### Work instructions
Copy out word for word the entries starting with the line that contains "I'd like to know: does the blue" and going on through the last line of the entries, with both ends included.

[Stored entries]

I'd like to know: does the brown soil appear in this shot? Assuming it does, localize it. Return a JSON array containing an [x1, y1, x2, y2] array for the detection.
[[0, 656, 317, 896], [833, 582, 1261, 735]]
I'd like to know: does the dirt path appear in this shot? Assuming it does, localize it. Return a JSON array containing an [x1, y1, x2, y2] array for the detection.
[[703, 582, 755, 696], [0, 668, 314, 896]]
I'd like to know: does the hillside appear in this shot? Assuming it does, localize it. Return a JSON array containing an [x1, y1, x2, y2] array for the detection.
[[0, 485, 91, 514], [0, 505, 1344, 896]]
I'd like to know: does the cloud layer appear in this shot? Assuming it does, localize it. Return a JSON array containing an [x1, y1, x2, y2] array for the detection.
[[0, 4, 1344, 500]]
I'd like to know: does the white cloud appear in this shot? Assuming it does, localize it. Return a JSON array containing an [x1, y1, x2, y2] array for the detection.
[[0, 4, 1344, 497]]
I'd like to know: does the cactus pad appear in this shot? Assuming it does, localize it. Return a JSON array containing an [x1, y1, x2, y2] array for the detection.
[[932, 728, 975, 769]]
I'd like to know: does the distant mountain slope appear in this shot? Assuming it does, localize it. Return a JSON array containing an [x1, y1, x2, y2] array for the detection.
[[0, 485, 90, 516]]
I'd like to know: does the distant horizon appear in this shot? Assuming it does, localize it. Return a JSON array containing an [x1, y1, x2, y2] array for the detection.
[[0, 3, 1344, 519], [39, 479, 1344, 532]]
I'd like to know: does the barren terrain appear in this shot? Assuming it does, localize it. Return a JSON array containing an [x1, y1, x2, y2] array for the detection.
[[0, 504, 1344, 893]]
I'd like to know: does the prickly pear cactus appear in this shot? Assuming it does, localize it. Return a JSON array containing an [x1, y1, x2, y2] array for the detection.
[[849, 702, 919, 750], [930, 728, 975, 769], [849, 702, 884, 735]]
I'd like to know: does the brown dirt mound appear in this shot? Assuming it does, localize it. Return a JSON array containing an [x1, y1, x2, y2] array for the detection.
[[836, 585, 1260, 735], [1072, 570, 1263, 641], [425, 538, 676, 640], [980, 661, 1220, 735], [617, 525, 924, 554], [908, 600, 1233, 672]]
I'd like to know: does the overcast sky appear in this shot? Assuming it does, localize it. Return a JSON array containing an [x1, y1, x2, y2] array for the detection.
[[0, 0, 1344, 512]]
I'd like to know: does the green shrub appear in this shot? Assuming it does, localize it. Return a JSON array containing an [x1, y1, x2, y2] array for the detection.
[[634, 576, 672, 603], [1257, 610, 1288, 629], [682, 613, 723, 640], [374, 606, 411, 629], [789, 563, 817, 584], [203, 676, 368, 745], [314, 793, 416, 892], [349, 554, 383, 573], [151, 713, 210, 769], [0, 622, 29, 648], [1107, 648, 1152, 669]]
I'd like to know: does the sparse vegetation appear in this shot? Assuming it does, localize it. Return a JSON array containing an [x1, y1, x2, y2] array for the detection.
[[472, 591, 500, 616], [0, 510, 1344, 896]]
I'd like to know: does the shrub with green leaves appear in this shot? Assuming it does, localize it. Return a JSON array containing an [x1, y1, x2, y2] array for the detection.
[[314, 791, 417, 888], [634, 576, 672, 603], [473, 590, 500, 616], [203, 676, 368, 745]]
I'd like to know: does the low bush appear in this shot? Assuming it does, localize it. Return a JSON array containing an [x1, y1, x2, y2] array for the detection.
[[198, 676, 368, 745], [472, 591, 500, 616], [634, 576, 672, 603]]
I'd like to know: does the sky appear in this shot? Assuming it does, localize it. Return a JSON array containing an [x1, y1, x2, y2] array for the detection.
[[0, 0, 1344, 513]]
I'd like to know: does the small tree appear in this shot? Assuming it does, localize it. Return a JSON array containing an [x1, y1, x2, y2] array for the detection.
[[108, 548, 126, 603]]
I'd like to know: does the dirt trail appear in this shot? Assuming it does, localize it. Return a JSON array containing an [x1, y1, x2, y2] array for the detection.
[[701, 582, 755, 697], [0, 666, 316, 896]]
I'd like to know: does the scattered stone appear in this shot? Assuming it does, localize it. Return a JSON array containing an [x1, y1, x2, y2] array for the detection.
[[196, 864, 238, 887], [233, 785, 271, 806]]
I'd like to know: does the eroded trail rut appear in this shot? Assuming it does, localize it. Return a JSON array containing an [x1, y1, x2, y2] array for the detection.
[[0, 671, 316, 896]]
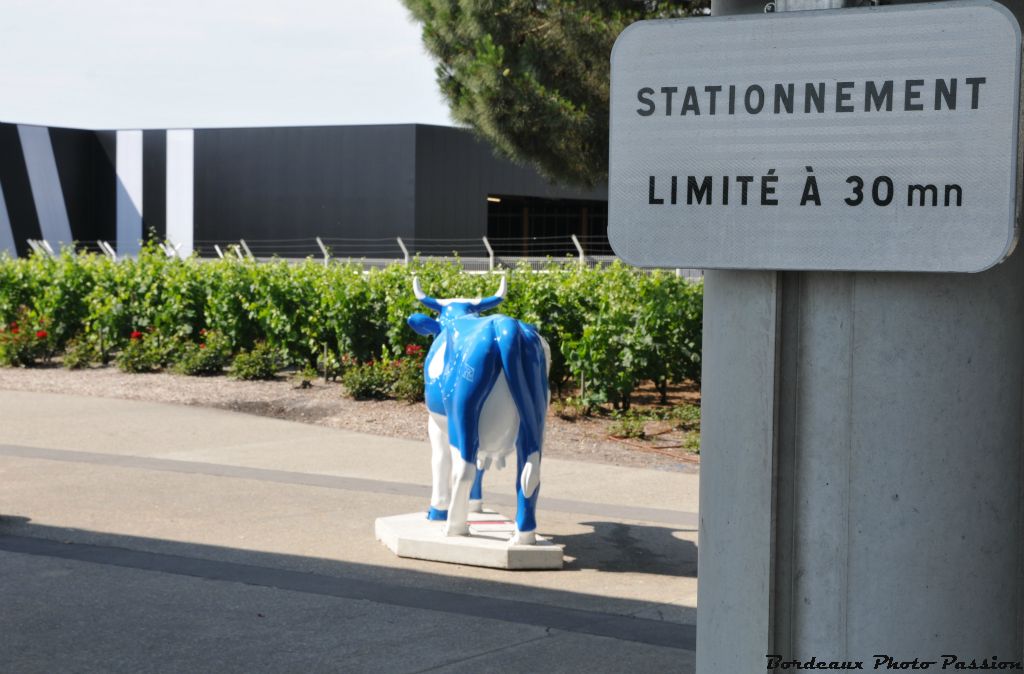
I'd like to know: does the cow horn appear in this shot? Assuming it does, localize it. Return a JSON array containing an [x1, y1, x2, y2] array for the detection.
[[413, 277, 443, 311]]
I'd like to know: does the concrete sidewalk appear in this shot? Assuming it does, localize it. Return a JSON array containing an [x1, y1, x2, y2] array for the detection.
[[0, 389, 697, 672]]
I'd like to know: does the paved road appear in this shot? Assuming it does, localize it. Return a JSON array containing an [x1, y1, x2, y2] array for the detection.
[[0, 389, 697, 673]]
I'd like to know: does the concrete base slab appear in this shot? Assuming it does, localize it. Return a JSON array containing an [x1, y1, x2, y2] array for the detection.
[[374, 510, 562, 570]]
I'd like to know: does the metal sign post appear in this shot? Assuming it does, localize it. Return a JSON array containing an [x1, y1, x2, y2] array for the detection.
[[611, 0, 1024, 674]]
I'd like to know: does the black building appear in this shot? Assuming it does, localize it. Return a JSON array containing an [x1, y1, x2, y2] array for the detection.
[[0, 124, 610, 257]]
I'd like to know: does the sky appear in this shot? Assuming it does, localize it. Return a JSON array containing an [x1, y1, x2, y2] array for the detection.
[[0, 0, 453, 129]]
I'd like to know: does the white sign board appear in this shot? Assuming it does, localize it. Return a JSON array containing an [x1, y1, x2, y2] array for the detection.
[[608, 0, 1021, 271]]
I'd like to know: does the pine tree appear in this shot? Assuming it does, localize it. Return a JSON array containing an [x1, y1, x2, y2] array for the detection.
[[402, 0, 708, 185]]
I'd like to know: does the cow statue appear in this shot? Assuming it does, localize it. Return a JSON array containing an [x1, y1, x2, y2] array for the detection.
[[409, 277, 551, 545]]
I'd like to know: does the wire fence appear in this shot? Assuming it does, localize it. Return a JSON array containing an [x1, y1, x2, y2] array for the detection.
[[22, 235, 703, 278]]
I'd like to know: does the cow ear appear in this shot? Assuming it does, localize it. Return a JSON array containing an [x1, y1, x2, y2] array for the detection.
[[409, 313, 441, 335]]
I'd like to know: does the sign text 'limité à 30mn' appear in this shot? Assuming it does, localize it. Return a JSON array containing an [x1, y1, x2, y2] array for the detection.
[[608, 0, 1021, 271]]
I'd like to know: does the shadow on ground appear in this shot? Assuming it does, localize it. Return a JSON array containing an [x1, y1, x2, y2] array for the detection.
[[552, 521, 697, 578]]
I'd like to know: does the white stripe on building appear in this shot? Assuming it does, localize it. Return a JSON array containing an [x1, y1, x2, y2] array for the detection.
[[0, 178, 17, 257], [17, 124, 74, 248], [116, 131, 142, 255]]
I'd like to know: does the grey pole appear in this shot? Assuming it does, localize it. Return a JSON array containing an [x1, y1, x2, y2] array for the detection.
[[697, 0, 1024, 674]]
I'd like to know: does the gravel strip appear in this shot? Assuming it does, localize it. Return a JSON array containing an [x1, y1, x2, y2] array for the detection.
[[0, 366, 697, 472]]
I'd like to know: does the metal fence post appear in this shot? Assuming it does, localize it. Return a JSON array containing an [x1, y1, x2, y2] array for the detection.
[[483, 237, 495, 271], [316, 237, 331, 266], [239, 239, 256, 260], [572, 235, 587, 269]]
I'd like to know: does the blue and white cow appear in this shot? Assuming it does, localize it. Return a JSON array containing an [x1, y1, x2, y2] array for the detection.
[[409, 278, 551, 545]]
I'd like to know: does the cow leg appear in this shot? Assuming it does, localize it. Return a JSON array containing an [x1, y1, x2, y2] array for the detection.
[[427, 414, 452, 520], [444, 447, 476, 536], [469, 465, 483, 512], [509, 428, 541, 545]]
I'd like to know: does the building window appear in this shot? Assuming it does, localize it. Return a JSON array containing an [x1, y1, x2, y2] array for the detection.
[[487, 195, 613, 257]]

### Task response
I'd like to know: does the blue and white cow appear in this shot? Assuming it does, localize it. Return a JSON array containing an [x1, y1, x2, y2] array for the detection.
[[409, 278, 551, 545]]
I'd like to know: does the cow leg appear in this shot? Assuming it does, localize it. Return a JSON array containing an [x1, y1, x2, y2] array for the detection.
[[427, 414, 452, 520], [444, 447, 476, 536], [469, 465, 483, 512], [509, 428, 541, 545]]
I'd like to know: does the building window appear in this shot? Assuming it does, localize it. Return a JSON array containing an [x1, y1, x2, y2] array for the detection.
[[487, 195, 613, 257]]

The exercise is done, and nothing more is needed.